__EXTRACT PROVIDED__
##########

DeepSeek Model Series Overview: From LLM to R1 (Technical Evolution Explained)
Compiled by: Author | Last Updated: —
Original link: https://blog.csdn.net/m0_59614665/article/details/145491747
I. Background
DeepSeek was founded on July 17, 2023, by the quantitative asset management giant High-Fly Quant (幻方量化). From the beginning, it has been dedicated to deep exploration in the field of artificial intelligence. Backed by strong financial resources and a professional research team, DeepSeek embarked on its large language model (LLM) development journey.
II. Model Stages and Principles
(1) DeepSeek LLM (Released on January 5, 2024)

The first large model released by DeepSeek featured 67 billion parameters and was trained on a 2-trillion-token bilingual dataset (Chinese and English). Based on the Transformer architecture, it learned from large-scale text data to understand and generate natural language. Optimized algorithms were used during training, achieving strong performance in both comprehension and generation tasks.
1.1 Model Architecture
DeepSeek LLM was built on the classical Transformer architecture and introduced a Grouped Query Attention (GQA) mechanism. GQA groups query vectors to reduce attention computation costs, improving inference efficiency while maintaining model quality.
1.2 Dataset Scale
Pretrained on approximately 2 trillion characters of bilingual data, the dataset was designed for multilingual adaptability, giving the model a natural advantage in cross-language processing.
1.3 Key Innovations
Innovations include a multi-step learning rate scheduler, improved pretraining alignment, and optimization of training stability and usability through novel alignment techniques.
Paper title: DeepSeek LLM: Scaling Open-Source Language Models with Longtermism
Paper link: https://arxiv.org/pdf/2401.02954
Code link: https://github.com/deepseek-ai/DeepSeek-LLM
(2) DeepSeek V2 (Released in May 2024)

The second-generation Mixture-of-Experts (MoE) model contained 236 billion parameters. DeepSeek V2 adopted a Mixture-of-Experts architecture and introduced Multi-Head Latent Attention (MLA). Through KV cache compression and expert routing optimization, V2 improved both training and inference efficiency while supporting ultra-long context windows.

##########

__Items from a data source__
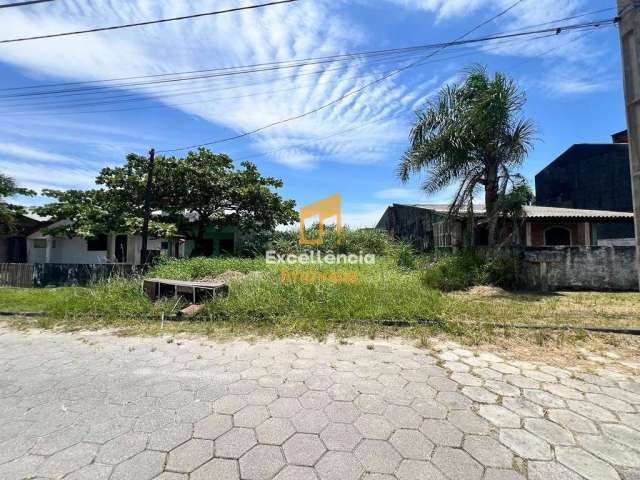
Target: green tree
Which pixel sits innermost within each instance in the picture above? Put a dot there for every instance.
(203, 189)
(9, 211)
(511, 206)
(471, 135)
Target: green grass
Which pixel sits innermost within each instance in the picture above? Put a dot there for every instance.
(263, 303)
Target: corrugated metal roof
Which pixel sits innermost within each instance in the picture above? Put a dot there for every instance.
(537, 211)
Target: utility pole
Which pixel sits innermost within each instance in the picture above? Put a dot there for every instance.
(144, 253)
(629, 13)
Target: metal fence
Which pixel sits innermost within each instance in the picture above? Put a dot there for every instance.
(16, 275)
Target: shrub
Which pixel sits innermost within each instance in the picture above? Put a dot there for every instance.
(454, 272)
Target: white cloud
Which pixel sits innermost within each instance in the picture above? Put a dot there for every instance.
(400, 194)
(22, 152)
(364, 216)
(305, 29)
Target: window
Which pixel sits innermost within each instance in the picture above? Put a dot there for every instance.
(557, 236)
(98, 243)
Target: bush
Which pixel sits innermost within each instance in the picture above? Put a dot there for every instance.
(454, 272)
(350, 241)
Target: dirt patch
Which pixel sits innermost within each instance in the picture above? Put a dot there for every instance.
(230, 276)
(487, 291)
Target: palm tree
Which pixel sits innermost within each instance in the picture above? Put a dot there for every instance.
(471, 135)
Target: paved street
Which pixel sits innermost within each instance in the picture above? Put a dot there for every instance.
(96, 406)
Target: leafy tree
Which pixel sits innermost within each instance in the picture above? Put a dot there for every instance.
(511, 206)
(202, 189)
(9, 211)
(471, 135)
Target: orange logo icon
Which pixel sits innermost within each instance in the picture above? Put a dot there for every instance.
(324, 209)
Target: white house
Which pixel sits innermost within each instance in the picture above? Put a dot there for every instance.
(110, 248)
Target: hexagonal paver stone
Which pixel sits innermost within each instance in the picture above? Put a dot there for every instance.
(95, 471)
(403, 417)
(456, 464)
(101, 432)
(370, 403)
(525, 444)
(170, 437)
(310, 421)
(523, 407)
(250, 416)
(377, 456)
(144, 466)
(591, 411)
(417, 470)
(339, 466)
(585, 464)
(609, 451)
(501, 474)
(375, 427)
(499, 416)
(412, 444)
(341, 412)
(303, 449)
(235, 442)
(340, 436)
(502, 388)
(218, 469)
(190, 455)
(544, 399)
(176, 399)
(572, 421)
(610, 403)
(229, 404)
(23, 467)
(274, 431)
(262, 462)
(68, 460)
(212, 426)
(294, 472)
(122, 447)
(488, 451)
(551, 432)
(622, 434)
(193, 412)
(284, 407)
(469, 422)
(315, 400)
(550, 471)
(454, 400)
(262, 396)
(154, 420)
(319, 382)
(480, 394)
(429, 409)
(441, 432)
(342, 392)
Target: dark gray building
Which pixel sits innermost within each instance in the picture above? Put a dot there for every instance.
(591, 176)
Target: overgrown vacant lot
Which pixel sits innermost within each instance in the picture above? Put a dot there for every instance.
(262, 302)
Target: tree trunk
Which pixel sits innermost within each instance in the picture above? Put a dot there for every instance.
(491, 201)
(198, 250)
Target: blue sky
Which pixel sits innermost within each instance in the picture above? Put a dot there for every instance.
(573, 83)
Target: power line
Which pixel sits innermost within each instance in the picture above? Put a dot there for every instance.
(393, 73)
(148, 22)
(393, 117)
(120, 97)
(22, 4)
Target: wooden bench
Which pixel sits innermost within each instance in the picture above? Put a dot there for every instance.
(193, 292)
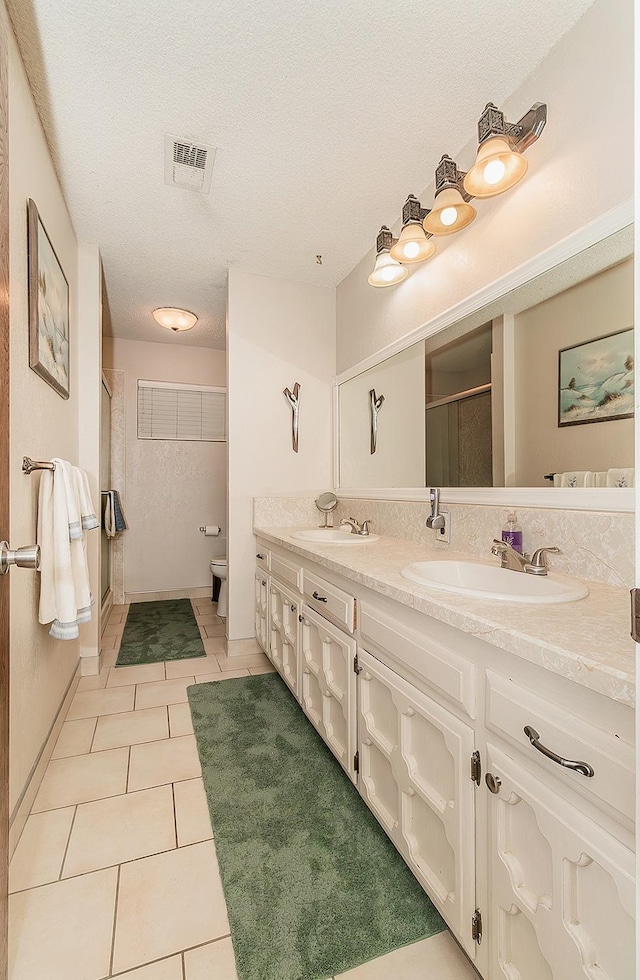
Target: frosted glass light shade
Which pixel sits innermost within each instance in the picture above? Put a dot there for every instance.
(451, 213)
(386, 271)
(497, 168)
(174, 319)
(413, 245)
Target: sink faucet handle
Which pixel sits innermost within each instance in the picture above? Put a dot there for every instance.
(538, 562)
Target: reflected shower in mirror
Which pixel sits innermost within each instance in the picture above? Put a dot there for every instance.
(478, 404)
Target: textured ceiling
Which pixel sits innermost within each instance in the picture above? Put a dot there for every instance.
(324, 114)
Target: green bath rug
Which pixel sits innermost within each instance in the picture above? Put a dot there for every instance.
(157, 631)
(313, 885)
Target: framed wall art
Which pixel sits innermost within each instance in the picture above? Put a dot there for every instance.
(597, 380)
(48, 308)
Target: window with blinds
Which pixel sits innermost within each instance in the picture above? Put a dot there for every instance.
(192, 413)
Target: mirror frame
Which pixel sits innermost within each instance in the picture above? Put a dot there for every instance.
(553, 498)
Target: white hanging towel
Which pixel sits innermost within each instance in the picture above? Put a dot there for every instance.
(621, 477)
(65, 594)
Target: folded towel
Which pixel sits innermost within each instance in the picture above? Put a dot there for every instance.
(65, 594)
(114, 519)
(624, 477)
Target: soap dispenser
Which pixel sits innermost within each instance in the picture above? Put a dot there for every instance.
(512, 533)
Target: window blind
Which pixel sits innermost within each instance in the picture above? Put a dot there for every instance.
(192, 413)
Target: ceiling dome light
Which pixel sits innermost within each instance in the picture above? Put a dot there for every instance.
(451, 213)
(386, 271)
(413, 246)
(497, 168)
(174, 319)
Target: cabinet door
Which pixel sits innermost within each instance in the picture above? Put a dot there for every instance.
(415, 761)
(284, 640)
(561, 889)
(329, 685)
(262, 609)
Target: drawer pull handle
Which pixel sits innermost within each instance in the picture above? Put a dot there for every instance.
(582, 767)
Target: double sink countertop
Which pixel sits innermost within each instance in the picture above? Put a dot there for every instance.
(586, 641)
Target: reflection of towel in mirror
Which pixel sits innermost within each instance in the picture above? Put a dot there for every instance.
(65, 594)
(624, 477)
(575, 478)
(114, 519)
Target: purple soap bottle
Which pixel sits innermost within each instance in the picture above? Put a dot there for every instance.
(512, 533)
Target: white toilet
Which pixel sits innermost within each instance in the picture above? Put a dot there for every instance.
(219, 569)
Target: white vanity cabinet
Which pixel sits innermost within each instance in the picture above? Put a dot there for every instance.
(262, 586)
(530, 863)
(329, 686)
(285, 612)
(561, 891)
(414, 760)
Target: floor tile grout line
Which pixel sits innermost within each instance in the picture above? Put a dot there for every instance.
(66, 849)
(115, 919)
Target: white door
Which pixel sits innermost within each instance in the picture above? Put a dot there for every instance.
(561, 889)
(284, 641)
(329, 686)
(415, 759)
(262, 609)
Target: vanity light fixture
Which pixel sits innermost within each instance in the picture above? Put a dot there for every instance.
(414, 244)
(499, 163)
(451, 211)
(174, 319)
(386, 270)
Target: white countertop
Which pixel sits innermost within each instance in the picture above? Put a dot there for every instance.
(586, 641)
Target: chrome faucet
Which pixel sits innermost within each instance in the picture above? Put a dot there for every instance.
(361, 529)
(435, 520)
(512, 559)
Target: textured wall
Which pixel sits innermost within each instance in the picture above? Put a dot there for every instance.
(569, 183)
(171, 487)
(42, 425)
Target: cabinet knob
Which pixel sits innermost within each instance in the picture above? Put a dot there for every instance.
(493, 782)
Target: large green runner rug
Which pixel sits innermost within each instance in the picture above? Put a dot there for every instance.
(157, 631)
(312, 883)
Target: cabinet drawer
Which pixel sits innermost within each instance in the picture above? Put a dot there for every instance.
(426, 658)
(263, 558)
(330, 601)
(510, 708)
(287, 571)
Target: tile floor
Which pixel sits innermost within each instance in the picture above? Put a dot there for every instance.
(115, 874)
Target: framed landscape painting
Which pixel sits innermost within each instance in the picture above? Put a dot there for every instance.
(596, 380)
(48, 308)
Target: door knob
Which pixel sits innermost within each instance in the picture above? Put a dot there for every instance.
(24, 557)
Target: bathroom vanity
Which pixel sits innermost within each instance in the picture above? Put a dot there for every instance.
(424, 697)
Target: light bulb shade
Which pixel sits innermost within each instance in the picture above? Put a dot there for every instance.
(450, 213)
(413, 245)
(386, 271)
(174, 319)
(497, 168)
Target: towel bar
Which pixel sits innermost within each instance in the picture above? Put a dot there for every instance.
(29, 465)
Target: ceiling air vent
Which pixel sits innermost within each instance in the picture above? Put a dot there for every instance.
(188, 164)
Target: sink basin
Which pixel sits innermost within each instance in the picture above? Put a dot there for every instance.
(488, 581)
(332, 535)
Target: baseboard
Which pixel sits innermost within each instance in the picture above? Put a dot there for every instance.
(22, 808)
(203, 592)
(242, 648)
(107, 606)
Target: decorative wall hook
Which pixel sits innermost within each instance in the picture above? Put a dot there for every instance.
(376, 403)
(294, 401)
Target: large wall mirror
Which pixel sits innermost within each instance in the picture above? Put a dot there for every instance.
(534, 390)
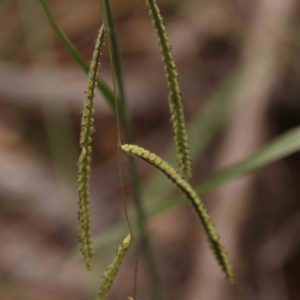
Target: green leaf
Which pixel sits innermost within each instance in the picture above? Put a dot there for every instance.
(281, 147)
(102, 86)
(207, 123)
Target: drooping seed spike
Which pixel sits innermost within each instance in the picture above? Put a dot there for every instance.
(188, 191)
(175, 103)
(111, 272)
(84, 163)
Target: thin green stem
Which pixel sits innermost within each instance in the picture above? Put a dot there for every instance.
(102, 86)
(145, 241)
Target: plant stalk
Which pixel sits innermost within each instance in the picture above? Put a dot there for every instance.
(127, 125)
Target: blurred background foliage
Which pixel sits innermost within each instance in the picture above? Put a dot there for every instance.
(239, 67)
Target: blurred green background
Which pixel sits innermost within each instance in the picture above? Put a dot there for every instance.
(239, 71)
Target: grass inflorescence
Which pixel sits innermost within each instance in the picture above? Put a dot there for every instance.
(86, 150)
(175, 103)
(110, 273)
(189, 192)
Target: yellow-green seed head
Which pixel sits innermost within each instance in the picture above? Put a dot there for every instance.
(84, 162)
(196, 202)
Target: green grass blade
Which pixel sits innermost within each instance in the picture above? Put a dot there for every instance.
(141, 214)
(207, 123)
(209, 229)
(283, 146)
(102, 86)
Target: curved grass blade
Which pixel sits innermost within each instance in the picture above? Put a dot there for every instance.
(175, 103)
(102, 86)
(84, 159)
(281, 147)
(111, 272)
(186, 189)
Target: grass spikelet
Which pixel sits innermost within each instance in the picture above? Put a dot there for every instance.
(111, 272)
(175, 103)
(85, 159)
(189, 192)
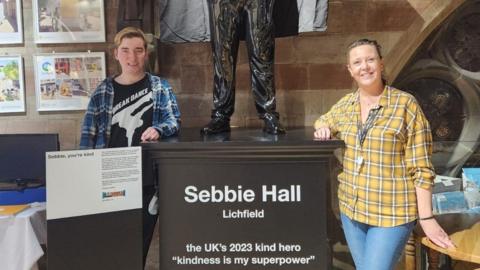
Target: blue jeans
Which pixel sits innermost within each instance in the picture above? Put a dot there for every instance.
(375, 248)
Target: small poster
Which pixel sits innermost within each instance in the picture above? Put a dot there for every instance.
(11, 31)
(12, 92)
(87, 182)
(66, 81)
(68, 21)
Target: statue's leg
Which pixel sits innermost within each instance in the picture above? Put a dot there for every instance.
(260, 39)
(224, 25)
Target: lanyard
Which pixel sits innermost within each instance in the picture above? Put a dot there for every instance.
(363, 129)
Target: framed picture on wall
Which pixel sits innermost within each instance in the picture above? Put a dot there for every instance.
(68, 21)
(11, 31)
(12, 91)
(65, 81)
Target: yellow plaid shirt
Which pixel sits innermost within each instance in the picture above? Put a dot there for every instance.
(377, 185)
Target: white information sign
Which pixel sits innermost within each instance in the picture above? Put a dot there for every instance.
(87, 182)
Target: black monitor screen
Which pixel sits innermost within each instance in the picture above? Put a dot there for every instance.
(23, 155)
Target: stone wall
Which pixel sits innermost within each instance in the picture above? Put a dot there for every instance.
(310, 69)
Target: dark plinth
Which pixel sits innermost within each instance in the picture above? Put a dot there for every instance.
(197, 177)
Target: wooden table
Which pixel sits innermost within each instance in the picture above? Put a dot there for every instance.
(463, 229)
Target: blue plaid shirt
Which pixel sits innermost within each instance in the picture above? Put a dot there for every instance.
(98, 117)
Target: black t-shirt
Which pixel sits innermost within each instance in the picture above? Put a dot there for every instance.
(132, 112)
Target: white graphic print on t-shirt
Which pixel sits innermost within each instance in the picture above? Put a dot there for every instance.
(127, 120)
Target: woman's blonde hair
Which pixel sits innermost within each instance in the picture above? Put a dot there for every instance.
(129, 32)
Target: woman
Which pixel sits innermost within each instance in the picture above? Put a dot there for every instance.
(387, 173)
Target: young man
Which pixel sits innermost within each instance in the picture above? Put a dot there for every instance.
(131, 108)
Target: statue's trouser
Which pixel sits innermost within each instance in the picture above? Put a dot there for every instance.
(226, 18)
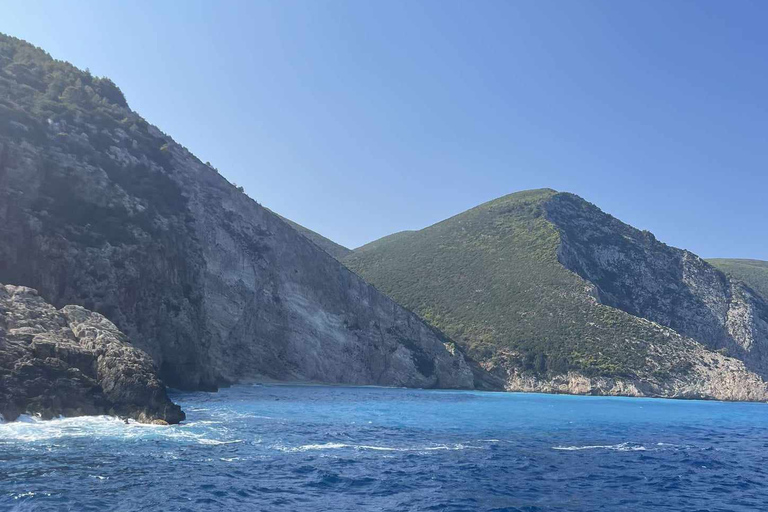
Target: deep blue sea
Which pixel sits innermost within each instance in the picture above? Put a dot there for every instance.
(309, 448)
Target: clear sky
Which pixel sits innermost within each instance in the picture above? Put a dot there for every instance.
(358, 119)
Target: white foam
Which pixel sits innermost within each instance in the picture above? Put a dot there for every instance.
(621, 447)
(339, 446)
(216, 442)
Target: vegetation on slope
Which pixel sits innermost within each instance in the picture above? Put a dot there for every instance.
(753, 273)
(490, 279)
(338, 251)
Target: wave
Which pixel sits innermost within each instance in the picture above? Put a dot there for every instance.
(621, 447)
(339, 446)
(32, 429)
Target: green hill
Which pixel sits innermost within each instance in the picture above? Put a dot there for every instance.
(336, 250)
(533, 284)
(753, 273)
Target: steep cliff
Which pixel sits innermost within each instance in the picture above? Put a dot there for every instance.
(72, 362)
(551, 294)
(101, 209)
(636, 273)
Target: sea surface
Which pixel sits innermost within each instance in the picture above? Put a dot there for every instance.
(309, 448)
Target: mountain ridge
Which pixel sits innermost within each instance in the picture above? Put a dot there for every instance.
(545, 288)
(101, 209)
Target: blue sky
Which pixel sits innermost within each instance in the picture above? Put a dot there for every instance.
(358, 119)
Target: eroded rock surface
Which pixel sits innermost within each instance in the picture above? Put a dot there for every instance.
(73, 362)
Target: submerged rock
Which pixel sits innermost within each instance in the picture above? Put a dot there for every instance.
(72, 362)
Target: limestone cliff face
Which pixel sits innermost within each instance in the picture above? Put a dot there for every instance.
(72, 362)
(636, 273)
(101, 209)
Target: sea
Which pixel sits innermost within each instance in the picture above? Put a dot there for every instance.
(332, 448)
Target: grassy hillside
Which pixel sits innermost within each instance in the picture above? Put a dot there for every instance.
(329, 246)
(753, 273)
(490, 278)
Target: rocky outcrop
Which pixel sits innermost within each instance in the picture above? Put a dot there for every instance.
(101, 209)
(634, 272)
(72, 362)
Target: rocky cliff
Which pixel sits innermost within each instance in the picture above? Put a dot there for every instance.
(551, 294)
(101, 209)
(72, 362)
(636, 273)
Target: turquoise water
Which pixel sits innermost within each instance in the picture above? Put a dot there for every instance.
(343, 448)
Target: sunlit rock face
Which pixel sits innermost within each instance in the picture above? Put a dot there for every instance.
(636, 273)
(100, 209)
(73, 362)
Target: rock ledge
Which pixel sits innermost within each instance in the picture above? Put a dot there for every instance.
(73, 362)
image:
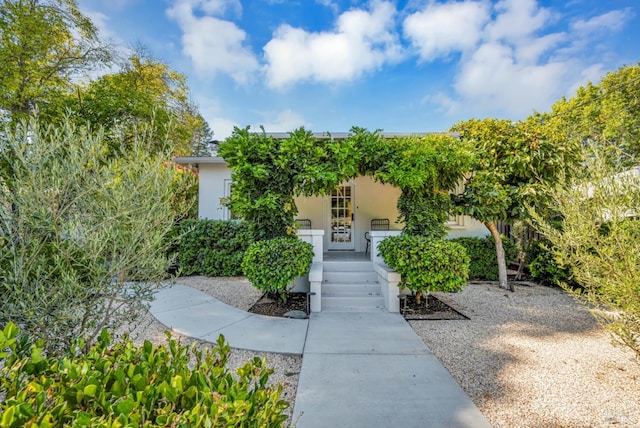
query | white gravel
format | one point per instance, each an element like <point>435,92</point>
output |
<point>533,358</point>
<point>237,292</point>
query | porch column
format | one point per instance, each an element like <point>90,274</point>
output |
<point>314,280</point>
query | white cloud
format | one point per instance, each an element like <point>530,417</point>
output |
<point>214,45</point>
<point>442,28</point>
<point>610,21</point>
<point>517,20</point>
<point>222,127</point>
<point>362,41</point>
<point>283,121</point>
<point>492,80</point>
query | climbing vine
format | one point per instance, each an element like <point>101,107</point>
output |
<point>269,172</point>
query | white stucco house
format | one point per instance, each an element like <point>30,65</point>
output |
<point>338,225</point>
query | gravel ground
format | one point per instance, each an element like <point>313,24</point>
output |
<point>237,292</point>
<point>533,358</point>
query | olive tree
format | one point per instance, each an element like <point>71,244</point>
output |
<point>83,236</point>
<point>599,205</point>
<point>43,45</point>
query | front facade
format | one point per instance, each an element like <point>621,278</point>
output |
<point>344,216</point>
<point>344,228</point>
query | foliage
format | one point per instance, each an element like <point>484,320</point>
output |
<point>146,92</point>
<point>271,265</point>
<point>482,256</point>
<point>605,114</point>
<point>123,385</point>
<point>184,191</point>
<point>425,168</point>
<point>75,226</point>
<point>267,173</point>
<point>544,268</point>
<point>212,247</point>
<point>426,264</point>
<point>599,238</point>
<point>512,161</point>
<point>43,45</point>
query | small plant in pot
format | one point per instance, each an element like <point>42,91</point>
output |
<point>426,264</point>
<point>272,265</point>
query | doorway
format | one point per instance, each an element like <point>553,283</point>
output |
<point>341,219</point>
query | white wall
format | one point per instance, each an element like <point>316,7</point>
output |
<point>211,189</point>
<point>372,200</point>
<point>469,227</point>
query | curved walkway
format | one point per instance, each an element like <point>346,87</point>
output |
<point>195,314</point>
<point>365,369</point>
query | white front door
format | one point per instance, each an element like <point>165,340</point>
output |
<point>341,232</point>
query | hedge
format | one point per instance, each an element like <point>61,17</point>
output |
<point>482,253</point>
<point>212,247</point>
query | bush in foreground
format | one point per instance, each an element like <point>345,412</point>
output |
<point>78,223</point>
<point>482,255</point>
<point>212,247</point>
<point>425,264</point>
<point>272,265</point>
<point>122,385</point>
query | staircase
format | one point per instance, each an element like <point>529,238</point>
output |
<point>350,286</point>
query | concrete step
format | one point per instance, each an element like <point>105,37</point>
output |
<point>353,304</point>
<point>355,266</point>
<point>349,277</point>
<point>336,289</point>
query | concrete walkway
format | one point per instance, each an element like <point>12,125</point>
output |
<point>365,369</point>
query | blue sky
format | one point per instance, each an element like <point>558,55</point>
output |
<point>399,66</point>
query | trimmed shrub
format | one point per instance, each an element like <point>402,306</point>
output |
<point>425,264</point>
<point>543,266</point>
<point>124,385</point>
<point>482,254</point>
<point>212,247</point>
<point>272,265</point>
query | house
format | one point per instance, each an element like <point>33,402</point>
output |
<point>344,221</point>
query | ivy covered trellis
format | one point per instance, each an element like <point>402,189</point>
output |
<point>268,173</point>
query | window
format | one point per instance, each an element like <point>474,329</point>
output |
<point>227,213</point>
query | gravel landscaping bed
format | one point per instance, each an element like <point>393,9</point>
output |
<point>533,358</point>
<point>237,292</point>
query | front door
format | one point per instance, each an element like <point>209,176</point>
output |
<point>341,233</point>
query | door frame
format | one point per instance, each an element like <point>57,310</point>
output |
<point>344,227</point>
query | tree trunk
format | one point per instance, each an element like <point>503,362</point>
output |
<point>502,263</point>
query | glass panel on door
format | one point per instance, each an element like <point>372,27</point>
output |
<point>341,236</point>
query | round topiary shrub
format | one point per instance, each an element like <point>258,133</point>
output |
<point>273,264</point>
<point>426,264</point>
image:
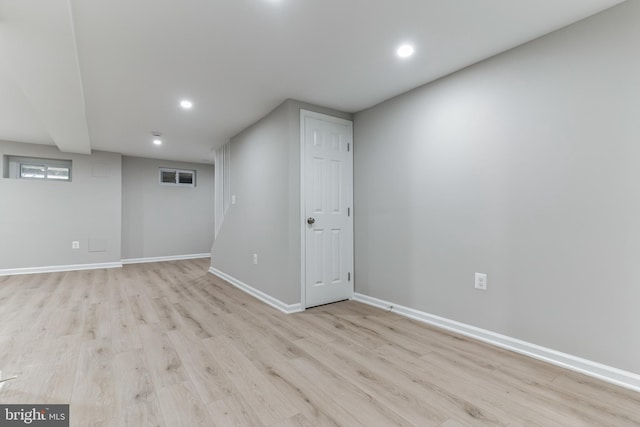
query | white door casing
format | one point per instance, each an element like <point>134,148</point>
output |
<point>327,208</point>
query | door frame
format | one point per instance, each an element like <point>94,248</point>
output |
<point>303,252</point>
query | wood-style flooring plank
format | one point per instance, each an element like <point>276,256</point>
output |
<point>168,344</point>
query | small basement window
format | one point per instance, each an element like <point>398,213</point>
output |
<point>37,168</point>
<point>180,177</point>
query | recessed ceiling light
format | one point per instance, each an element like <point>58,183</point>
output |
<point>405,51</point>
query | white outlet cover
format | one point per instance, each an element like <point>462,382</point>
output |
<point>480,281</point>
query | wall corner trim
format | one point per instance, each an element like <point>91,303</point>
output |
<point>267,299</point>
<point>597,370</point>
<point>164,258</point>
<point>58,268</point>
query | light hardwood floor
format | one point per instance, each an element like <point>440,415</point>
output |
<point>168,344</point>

##########

__STUDY QUESTIONS__
a - According to the DeepSeek model series overview, what attention mechanism did DeepSeek V2 introduce?
b - Pick up the DeepSeek model series overview right after its final sentence and keep writing it.

__WRITTEN ANSWERS__
a - Multi-Head Latent Attention (MLA).

b -
2.1 Model Architecture
The MLA mechanism in DeepSeek V2 compresses KV caches into latent vectors, drastically reducing memory use. With fine-grained expert partitioning and shared isolation strategies, it improves hardware utilization efficiency.
2.2 Dataset Scale
Pretrained on 8.1 trillion tokens from multi-source, high-quality corpora, improving generalization and performance on complex tasks.
2.3 Key Innovations
Major advances included a 42.5% reduction in training costs (compared to 67B), a 93.3% reduction in KV cache size, and significantly improved generation throughput.

(3) DeepSeek V3 (Released and Open-Sourced on December 26, 2024)
V3 was a 671-billion-parameter expert model trained on 14.8 trillion tokens. It used the MLA and DeepSeek MoE architectures, featuring 256 routed experts and 1 shared expert, activating 37 billion parameters per token.
3.1 Model Architecture

V3 introduced innovations such as load balancing without auxiliary loss and Multi-Token Prediction (MTP), improving training stability and generation efficiency while strengthening long-context reasoning capabilities.
3.2 Dataset Scale
Trained on 14.8 trillion high-quality tokens, the diverse dataset enhanced its performance on complex reasoning and knowledge-intensive tasks.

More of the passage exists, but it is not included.